__To be done__
Rescale the data below from the line containing "the hillside, one" through the line containing "[(101, 31)]", both included. Rewrite each of those lines with the requests unchanged, multiplying every coordinate in the answers by 0.9 and rounding it to a whole number, halves up.
*** Information supplied
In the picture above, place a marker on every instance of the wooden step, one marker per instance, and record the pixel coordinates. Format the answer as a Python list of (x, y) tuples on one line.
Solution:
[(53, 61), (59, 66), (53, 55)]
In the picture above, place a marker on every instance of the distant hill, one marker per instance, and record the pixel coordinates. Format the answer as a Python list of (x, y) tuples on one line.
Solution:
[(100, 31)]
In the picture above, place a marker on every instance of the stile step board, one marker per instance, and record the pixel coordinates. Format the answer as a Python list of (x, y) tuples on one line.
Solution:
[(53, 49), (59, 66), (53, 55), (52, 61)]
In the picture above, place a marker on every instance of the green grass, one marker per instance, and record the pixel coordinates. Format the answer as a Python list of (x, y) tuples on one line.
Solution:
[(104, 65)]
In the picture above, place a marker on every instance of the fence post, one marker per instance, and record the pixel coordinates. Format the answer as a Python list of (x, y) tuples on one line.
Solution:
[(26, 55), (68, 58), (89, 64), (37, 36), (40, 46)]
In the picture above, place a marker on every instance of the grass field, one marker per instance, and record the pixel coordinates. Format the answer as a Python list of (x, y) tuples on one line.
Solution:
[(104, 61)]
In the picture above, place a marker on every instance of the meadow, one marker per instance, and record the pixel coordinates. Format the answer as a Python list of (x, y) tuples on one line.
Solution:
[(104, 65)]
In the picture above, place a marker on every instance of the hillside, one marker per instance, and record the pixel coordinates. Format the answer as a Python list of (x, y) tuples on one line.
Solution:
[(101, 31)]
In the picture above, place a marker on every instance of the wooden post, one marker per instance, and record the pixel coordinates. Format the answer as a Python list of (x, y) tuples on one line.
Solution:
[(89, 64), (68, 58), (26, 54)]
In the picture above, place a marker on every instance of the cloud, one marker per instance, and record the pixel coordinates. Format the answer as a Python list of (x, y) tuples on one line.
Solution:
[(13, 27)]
******
__Response to this task__
In the picture above, place a marker on every instance of the hillside, one marker per instance, and record the pixel coordinates. Format the answer as a Python list of (x, y) tuples on one line.
Solution:
[(91, 28)]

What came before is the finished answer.